= Work order =
Where the line containing "The current pipeline step requires locating the young" appears, start copying; continue through the last line below and copy nothing else.

Entries shown section start

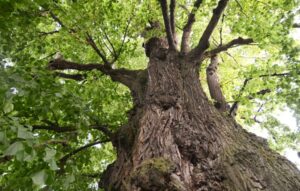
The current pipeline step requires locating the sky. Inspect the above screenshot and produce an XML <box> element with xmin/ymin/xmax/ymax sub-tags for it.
<box><xmin>279</xmin><ymin>27</ymin><xmax>300</xmax><ymax>168</ymax></box>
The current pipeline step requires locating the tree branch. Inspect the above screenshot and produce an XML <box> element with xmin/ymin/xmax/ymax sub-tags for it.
<box><xmin>55</xmin><ymin>72</ymin><xmax>86</xmax><ymax>81</ymax></box>
<box><xmin>86</xmin><ymin>33</ymin><xmax>110</xmax><ymax>65</ymax></box>
<box><xmin>253</xmin><ymin>102</ymin><xmax>265</xmax><ymax>123</ymax></box>
<box><xmin>49</xmin><ymin>59</ymin><xmax>104</xmax><ymax>71</ymax></box>
<box><xmin>181</xmin><ymin>0</ymin><xmax>203</xmax><ymax>53</ymax></box>
<box><xmin>178</xmin><ymin>4</ymin><xmax>190</xmax><ymax>13</ymax></box>
<box><xmin>101</xmin><ymin>28</ymin><xmax>117</xmax><ymax>57</ymax></box>
<box><xmin>81</xmin><ymin>172</ymin><xmax>102</xmax><ymax>178</ymax></box>
<box><xmin>159</xmin><ymin>0</ymin><xmax>176</xmax><ymax>50</ymax></box>
<box><xmin>229</xmin><ymin>72</ymin><xmax>292</xmax><ymax>116</ymax></box>
<box><xmin>203</xmin><ymin>37</ymin><xmax>254</xmax><ymax>58</ymax></box>
<box><xmin>91</xmin><ymin>125</ymin><xmax>113</xmax><ymax>138</ymax></box>
<box><xmin>48</xmin><ymin>10</ymin><xmax>77</xmax><ymax>35</ymax></box>
<box><xmin>59</xmin><ymin>139</ymin><xmax>110</xmax><ymax>171</ymax></box>
<box><xmin>49</xmin><ymin>11</ymin><xmax>66</xmax><ymax>28</ymax></box>
<box><xmin>111</xmin><ymin>18</ymin><xmax>132</xmax><ymax>64</ymax></box>
<box><xmin>169</xmin><ymin>0</ymin><xmax>176</xmax><ymax>36</ymax></box>
<box><xmin>219</xmin><ymin>14</ymin><xmax>225</xmax><ymax>46</ymax></box>
<box><xmin>0</xmin><ymin>156</ymin><xmax>13</xmax><ymax>163</ymax></box>
<box><xmin>206</xmin><ymin>55</ymin><xmax>228</xmax><ymax>112</ymax></box>
<box><xmin>32</xmin><ymin>125</ymin><xmax>77</xmax><ymax>132</ymax></box>
<box><xmin>293</xmin><ymin>23</ymin><xmax>300</xmax><ymax>28</ymax></box>
<box><xmin>48</xmin><ymin>11</ymin><xmax>116</xmax><ymax>66</ymax></box>
<box><xmin>38</xmin><ymin>30</ymin><xmax>60</xmax><ymax>36</ymax></box>
<box><xmin>48</xmin><ymin>59</ymin><xmax>141</xmax><ymax>88</ymax></box>
<box><xmin>191</xmin><ymin>0</ymin><xmax>229</xmax><ymax>58</ymax></box>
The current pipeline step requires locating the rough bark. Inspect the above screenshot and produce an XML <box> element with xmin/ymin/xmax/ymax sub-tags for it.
<box><xmin>100</xmin><ymin>38</ymin><xmax>300</xmax><ymax>191</ymax></box>
<box><xmin>206</xmin><ymin>55</ymin><xmax>228</xmax><ymax>112</ymax></box>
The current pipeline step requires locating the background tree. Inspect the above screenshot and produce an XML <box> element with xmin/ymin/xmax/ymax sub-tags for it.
<box><xmin>0</xmin><ymin>0</ymin><xmax>300</xmax><ymax>190</ymax></box>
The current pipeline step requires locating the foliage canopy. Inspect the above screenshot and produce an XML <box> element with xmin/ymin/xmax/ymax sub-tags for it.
<box><xmin>0</xmin><ymin>0</ymin><xmax>300</xmax><ymax>190</ymax></box>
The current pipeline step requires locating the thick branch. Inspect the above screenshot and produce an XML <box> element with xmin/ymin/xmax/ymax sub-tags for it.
<box><xmin>48</xmin><ymin>59</ymin><xmax>141</xmax><ymax>88</ymax></box>
<box><xmin>32</xmin><ymin>125</ymin><xmax>76</xmax><ymax>132</ymax></box>
<box><xmin>191</xmin><ymin>0</ymin><xmax>229</xmax><ymax>57</ymax></box>
<box><xmin>55</xmin><ymin>72</ymin><xmax>86</xmax><ymax>81</ymax></box>
<box><xmin>49</xmin><ymin>59</ymin><xmax>104</xmax><ymax>71</ymax></box>
<box><xmin>207</xmin><ymin>55</ymin><xmax>228</xmax><ymax>112</ymax></box>
<box><xmin>181</xmin><ymin>0</ymin><xmax>203</xmax><ymax>53</ymax></box>
<box><xmin>159</xmin><ymin>0</ymin><xmax>176</xmax><ymax>50</ymax></box>
<box><xmin>91</xmin><ymin>125</ymin><xmax>113</xmax><ymax>138</ymax></box>
<box><xmin>170</xmin><ymin>0</ymin><xmax>176</xmax><ymax>36</ymax></box>
<box><xmin>203</xmin><ymin>37</ymin><xmax>254</xmax><ymax>58</ymax></box>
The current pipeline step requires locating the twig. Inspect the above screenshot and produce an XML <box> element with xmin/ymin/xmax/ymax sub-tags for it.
<box><xmin>253</xmin><ymin>102</ymin><xmax>265</xmax><ymax>123</ymax></box>
<box><xmin>59</xmin><ymin>139</ymin><xmax>110</xmax><ymax>171</ymax></box>
<box><xmin>234</xmin><ymin>0</ymin><xmax>248</xmax><ymax>17</ymax></box>
<box><xmin>219</xmin><ymin>14</ymin><xmax>225</xmax><ymax>46</ymax></box>
<box><xmin>229</xmin><ymin>72</ymin><xmax>292</xmax><ymax>115</ymax></box>
<box><xmin>86</xmin><ymin>33</ymin><xmax>110</xmax><ymax>65</ymax></box>
<box><xmin>111</xmin><ymin>18</ymin><xmax>132</xmax><ymax>64</ymax></box>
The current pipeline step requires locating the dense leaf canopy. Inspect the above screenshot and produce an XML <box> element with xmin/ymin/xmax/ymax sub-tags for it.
<box><xmin>0</xmin><ymin>0</ymin><xmax>299</xmax><ymax>190</ymax></box>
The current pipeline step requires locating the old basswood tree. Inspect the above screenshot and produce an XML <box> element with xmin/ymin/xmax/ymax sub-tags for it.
<box><xmin>1</xmin><ymin>0</ymin><xmax>300</xmax><ymax>190</ymax></box>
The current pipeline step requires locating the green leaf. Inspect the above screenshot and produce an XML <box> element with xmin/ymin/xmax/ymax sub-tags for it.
<box><xmin>24</xmin><ymin>150</ymin><xmax>36</xmax><ymax>162</ymax></box>
<box><xmin>3</xmin><ymin>141</ymin><xmax>24</xmax><ymax>156</ymax></box>
<box><xmin>48</xmin><ymin>159</ymin><xmax>59</xmax><ymax>170</ymax></box>
<box><xmin>17</xmin><ymin>126</ymin><xmax>34</xmax><ymax>139</ymax></box>
<box><xmin>0</xmin><ymin>131</ymin><xmax>7</xmax><ymax>144</ymax></box>
<box><xmin>43</xmin><ymin>148</ymin><xmax>56</xmax><ymax>161</ymax></box>
<box><xmin>31</xmin><ymin>170</ymin><xmax>48</xmax><ymax>187</ymax></box>
<box><xmin>63</xmin><ymin>174</ymin><xmax>75</xmax><ymax>188</ymax></box>
<box><xmin>3</xmin><ymin>101</ymin><xmax>14</xmax><ymax>114</ymax></box>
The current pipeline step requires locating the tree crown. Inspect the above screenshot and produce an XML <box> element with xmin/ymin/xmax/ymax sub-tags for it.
<box><xmin>0</xmin><ymin>0</ymin><xmax>299</xmax><ymax>190</ymax></box>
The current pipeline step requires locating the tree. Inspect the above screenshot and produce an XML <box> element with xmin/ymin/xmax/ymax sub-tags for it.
<box><xmin>0</xmin><ymin>0</ymin><xmax>300</xmax><ymax>190</ymax></box>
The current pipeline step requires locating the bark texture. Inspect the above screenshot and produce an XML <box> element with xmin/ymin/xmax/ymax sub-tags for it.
<box><xmin>100</xmin><ymin>38</ymin><xmax>300</xmax><ymax>191</ymax></box>
<box><xmin>206</xmin><ymin>55</ymin><xmax>228</xmax><ymax>112</ymax></box>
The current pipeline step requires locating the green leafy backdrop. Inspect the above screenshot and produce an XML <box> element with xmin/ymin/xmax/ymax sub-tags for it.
<box><xmin>0</xmin><ymin>0</ymin><xmax>299</xmax><ymax>190</ymax></box>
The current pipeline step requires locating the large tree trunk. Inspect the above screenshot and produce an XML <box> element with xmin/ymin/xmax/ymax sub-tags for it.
<box><xmin>100</xmin><ymin>38</ymin><xmax>300</xmax><ymax>191</ymax></box>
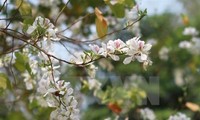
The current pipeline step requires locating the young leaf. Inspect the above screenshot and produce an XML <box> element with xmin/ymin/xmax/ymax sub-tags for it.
<box><xmin>181</xmin><ymin>14</ymin><xmax>189</xmax><ymax>25</ymax></box>
<box><xmin>14</xmin><ymin>52</ymin><xmax>29</xmax><ymax>72</ymax></box>
<box><xmin>95</xmin><ymin>8</ymin><xmax>108</xmax><ymax>39</ymax></box>
<box><xmin>124</xmin><ymin>0</ymin><xmax>135</xmax><ymax>8</ymax></box>
<box><xmin>104</xmin><ymin>0</ymin><xmax>125</xmax><ymax>18</ymax></box>
<box><xmin>110</xmin><ymin>3</ymin><xmax>125</xmax><ymax>18</ymax></box>
<box><xmin>16</xmin><ymin>0</ymin><xmax>32</xmax><ymax>17</ymax></box>
<box><xmin>0</xmin><ymin>73</ymin><xmax>7</xmax><ymax>89</ymax></box>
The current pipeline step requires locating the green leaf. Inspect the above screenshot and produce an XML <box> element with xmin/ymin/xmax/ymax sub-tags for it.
<box><xmin>124</xmin><ymin>0</ymin><xmax>135</xmax><ymax>8</ymax></box>
<box><xmin>14</xmin><ymin>52</ymin><xmax>29</xmax><ymax>72</ymax></box>
<box><xmin>7</xmin><ymin>111</ymin><xmax>26</xmax><ymax>120</ymax></box>
<box><xmin>22</xmin><ymin>18</ymin><xmax>34</xmax><ymax>33</ymax></box>
<box><xmin>104</xmin><ymin>0</ymin><xmax>131</xmax><ymax>18</ymax></box>
<box><xmin>110</xmin><ymin>3</ymin><xmax>125</xmax><ymax>18</ymax></box>
<box><xmin>0</xmin><ymin>73</ymin><xmax>7</xmax><ymax>89</ymax></box>
<box><xmin>16</xmin><ymin>0</ymin><xmax>32</xmax><ymax>17</ymax></box>
<box><xmin>26</xmin><ymin>63</ymin><xmax>32</xmax><ymax>76</ymax></box>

Entries shown section end

= Reply =
The current pipeline step requires locating the young leaf. Inspect the above screenshot and produce an XML <box> element with xmin/ymin/xmax/ymax sub-tags for it.
<box><xmin>181</xmin><ymin>14</ymin><xmax>189</xmax><ymax>25</ymax></box>
<box><xmin>14</xmin><ymin>52</ymin><xmax>29</xmax><ymax>72</ymax></box>
<box><xmin>95</xmin><ymin>8</ymin><xmax>108</xmax><ymax>39</ymax></box>
<box><xmin>124</xmin><ymin>0</ymin><xmax>135</xmax><ymax>8</ymax></box>
<box><xmin>104</xmin><ymin>0</ymin><xmax>125</xmax><ymax>18</ymax></box>
<box><xmin>110</xmin><ymin>3</ymin><xmax>125</xmax><ymax>18</ymax></box>
<box><xmin>16</xmin><ymin>0</ymin><xmax>32</xmax><ymax>17</ymax></box>
<box><xmin>0</xmin><ymin>73</ymin><xmax>7</xmax><ymax>89</ymax></box>
The current pipeline step requires locating the green leaf. Inspect the above screenshot and produce an XML <box> element with xmin/ymin/xmax/ymax sub-tags for it.
<box><xmin>124</xmin><ymin>0</ymin><xmax>135</xmax><ymax>8</ymax></box>
<box><xmin>14</xmin><ymin>52</ymin><xmax>29</xmax><ymax>72</ymax></box>
<box><xmin>7</xmin><ymin>111</ymin><xmax>26</xmax><ymax>120</ymax></box>
<box><xmin>22</xmin><ymin>18</ymin><xmax>34</xmax><ymax>33</ymax></box>
<box><xmin>104</xmin><ymin>0</ymin><xmax>131</xmax><ymax>18</ymax></box>
<box><xmin>110</xmin><ymin>3</ymin><xmax>125</xmax><ymax>18</ymax></box>
<box><xmin>0</xmin><ymin>73</ymin><xmax>7</xmax><ymax>89</ymax></box>
<box><xmin>16</xmin><ymin>0</ymin><xmax>32</xmax><ymax>17</ymax></box>
<box><xmin>26</xmin><ymin>63</ymin><xmax>32</xmax><ymax>76</ymax></box>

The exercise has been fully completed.